(Data items)

--- START ---

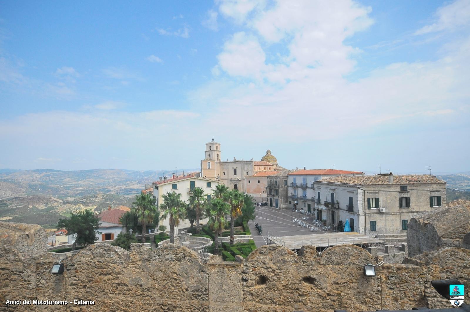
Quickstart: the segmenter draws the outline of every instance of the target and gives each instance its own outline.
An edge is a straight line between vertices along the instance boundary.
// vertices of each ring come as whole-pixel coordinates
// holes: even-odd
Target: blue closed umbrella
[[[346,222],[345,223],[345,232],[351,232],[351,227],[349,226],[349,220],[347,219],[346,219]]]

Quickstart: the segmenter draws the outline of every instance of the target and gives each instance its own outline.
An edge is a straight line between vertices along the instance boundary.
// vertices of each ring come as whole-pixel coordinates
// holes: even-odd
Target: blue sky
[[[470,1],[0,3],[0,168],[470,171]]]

--- END ---
--- START ---

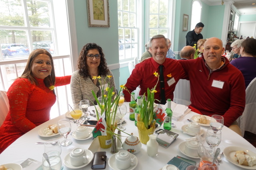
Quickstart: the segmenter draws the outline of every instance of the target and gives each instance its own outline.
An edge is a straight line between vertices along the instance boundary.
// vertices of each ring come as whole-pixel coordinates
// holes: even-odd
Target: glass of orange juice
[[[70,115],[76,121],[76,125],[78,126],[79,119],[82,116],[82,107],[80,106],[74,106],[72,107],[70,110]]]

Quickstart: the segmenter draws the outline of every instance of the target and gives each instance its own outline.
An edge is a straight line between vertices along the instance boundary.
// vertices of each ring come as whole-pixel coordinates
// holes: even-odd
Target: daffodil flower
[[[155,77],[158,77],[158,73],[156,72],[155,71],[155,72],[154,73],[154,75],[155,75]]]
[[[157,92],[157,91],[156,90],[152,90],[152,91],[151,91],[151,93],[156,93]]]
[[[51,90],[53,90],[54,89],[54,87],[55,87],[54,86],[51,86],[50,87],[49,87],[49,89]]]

--- END ---

• [Problem description]: Pull out every line of the records that contains the string "blue", matching its case exactly.

• [Exercise response]:
Target: blue closed umbrella
Target: blue sky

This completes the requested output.